*Activity*
Write out, word for word, the stretch of the article on the TAG Act from "New legislation would" through "or government benefits.".

[Source text — start]

New legislation would also require agencies to have an appeals process for adverse decisions made using automated systems in areas like healthcare or government benefits.
A bipartisan trio of senators introduced a new bill Thursday they say is meant to ensure that government decisions deemed “critical” — like those related to employment, financial assistance, healthcare or government benefits — that are made with automated systems come with disclosures about the use of said systems and appeal rights.
The Transparent Automated Governance Act, or TAG Act, introduced by Sens. Gary Peters, D-Mich., Mike Braun, R-Ind., and James Lankford, R-Okla., would require the director of the Office of Management and Budget to release guidance on AI-based decision making in government, although it notes that guidance required by OMB under the 2020 AI in Government Act could also satisfy these requirements.
The White House is currently working on guidance for agencies around the use of AI in government.

[Source text — finish]
[Dataset content — start]

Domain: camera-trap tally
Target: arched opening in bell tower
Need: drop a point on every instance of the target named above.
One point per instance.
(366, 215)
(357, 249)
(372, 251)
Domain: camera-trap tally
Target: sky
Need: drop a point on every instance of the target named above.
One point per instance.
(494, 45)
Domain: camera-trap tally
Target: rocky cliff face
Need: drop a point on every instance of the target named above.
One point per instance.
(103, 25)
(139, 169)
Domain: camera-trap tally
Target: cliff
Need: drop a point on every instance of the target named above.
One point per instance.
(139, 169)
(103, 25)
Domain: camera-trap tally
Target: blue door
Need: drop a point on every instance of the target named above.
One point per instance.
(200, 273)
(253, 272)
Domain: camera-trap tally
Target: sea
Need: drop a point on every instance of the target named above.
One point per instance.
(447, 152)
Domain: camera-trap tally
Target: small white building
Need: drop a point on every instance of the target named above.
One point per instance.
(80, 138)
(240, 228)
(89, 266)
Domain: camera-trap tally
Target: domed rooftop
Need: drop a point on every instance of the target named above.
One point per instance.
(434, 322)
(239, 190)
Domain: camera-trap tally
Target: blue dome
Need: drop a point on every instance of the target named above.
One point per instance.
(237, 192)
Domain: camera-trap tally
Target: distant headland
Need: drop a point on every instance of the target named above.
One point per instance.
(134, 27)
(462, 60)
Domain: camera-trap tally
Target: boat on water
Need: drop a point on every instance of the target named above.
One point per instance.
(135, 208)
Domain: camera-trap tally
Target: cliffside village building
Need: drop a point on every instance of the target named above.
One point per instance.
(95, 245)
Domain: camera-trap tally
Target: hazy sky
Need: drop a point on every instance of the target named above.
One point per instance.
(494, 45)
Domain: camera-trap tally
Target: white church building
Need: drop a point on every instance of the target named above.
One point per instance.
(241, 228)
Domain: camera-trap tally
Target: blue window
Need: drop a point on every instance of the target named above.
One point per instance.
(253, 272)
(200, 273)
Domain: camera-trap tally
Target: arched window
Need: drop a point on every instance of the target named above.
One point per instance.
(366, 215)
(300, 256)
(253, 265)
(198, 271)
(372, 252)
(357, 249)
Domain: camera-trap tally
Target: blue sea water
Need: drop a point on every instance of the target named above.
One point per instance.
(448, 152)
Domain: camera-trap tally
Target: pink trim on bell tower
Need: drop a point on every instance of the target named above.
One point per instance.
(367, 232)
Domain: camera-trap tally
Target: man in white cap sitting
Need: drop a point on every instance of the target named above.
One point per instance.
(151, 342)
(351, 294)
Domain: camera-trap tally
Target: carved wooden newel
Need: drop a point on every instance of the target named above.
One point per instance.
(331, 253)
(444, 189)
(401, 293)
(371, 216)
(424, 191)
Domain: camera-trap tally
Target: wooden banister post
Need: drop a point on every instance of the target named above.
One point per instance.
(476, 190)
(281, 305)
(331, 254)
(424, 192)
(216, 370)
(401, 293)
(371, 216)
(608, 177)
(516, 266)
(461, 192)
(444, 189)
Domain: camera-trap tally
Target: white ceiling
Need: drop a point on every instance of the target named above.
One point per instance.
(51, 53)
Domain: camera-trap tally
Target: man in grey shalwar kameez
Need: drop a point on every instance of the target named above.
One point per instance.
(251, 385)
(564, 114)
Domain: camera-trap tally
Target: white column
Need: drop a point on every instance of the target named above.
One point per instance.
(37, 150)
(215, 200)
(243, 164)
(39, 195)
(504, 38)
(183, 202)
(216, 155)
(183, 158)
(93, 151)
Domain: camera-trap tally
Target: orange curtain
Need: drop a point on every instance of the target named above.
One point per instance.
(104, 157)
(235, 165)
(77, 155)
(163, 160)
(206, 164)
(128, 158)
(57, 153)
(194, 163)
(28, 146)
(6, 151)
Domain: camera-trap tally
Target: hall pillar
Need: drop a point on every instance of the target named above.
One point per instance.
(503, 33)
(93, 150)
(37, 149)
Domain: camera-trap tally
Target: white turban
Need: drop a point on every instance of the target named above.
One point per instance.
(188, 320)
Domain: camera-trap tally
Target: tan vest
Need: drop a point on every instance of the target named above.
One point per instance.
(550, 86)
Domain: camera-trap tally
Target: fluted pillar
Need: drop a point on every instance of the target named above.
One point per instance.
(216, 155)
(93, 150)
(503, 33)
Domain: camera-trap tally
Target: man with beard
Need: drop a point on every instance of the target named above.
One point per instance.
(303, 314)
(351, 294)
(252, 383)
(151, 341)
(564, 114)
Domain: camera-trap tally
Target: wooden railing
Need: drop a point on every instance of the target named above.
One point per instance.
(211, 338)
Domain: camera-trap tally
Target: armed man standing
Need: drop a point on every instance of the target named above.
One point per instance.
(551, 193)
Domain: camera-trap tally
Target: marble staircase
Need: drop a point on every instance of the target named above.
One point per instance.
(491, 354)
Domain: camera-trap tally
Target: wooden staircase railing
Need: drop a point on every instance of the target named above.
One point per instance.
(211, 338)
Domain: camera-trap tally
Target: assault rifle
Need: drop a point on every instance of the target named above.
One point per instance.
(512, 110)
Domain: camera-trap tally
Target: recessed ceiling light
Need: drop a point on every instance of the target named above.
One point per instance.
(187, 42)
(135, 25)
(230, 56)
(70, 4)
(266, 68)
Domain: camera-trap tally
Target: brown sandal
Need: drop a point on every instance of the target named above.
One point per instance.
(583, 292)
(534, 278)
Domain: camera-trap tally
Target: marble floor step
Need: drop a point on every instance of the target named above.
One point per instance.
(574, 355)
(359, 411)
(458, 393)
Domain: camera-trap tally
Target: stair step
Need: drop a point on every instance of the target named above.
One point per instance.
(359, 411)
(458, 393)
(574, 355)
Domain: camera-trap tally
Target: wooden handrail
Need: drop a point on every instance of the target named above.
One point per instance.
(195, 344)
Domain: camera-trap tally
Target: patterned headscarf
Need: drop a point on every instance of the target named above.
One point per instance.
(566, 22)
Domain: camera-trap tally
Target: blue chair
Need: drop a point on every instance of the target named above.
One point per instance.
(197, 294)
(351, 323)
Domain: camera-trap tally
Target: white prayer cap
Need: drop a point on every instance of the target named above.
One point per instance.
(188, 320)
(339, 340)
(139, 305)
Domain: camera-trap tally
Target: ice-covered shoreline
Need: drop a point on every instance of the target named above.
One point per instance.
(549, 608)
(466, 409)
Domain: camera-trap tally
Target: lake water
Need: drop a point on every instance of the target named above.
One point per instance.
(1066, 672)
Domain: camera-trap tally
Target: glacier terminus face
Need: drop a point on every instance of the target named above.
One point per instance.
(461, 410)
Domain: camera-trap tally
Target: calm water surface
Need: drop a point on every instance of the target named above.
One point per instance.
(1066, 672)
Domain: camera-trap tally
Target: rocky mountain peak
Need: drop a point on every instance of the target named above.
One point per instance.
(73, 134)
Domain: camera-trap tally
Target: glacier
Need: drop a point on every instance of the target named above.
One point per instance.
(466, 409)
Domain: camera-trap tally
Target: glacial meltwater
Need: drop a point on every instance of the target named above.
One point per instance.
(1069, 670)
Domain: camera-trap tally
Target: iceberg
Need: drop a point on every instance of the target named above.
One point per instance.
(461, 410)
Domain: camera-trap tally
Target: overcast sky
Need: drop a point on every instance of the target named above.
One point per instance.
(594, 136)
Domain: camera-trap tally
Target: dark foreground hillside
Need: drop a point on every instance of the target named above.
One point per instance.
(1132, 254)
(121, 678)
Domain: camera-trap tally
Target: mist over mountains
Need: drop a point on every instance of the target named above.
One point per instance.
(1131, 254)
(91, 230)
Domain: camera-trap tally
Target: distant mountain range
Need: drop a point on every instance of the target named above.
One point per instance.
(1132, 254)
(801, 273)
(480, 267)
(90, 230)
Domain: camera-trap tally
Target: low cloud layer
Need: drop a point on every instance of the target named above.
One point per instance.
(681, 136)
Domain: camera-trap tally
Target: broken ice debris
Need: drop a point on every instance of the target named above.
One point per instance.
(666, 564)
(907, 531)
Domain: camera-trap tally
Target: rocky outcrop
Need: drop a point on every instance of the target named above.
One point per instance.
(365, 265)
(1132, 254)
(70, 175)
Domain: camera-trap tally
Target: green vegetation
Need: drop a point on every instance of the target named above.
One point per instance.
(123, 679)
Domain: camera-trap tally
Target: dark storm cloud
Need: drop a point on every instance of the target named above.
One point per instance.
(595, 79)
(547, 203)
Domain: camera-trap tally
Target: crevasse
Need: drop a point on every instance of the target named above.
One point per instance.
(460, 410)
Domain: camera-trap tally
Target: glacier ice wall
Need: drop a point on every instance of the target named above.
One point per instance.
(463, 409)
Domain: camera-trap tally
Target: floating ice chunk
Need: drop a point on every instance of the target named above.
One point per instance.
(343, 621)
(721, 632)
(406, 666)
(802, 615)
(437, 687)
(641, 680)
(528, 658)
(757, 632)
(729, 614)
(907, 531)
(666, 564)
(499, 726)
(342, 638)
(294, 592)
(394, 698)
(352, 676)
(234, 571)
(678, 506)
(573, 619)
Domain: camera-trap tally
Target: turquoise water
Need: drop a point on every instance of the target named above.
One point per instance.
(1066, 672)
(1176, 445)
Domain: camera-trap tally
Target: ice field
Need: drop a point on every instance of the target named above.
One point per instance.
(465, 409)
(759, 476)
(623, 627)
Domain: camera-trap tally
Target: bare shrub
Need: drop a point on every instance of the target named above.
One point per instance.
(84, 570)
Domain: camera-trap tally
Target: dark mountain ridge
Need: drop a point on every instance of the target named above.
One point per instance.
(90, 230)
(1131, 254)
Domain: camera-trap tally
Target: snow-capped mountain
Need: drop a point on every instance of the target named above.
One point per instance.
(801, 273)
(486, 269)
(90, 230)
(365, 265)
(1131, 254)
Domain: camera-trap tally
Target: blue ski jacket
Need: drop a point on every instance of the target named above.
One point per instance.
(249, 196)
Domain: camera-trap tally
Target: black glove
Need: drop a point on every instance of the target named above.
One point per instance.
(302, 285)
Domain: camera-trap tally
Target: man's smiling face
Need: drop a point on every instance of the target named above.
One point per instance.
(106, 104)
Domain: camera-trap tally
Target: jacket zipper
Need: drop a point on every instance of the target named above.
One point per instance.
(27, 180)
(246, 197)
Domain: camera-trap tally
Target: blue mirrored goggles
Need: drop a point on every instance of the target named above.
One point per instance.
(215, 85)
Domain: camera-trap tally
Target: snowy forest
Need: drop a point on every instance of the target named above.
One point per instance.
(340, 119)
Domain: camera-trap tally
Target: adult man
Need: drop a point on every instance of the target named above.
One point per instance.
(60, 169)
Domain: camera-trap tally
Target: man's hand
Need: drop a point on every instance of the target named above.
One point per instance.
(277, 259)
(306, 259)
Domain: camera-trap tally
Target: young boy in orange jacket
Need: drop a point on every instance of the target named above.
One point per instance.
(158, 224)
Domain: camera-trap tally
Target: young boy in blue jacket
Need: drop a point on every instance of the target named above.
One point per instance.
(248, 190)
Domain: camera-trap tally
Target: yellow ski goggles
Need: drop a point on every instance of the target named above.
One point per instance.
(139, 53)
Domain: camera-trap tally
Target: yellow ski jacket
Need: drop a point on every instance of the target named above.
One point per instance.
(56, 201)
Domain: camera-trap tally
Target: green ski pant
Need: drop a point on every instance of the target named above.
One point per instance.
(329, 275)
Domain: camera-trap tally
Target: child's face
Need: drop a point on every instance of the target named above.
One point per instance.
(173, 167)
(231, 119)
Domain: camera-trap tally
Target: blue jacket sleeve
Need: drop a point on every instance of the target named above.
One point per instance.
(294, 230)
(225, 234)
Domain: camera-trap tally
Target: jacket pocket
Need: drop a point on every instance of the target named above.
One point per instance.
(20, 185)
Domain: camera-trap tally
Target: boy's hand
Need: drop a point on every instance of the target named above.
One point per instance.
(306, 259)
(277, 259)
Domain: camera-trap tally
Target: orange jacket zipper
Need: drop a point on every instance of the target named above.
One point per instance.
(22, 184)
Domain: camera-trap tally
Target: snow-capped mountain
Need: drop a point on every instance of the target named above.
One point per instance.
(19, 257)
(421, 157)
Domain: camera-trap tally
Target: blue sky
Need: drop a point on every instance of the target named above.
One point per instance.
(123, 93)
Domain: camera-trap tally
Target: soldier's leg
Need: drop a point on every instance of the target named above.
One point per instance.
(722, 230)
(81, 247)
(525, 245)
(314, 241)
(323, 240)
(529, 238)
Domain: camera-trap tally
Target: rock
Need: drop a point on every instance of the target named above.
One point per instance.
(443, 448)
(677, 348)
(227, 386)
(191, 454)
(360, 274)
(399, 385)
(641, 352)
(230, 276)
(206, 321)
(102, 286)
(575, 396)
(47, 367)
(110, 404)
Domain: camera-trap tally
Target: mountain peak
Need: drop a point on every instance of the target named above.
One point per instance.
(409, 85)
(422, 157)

[Dataset content — finish]

*Written answer*
New legislation would also require agencies to have an appeals process for adverse decisions made using automated systems in areas like healthcare or government benefits.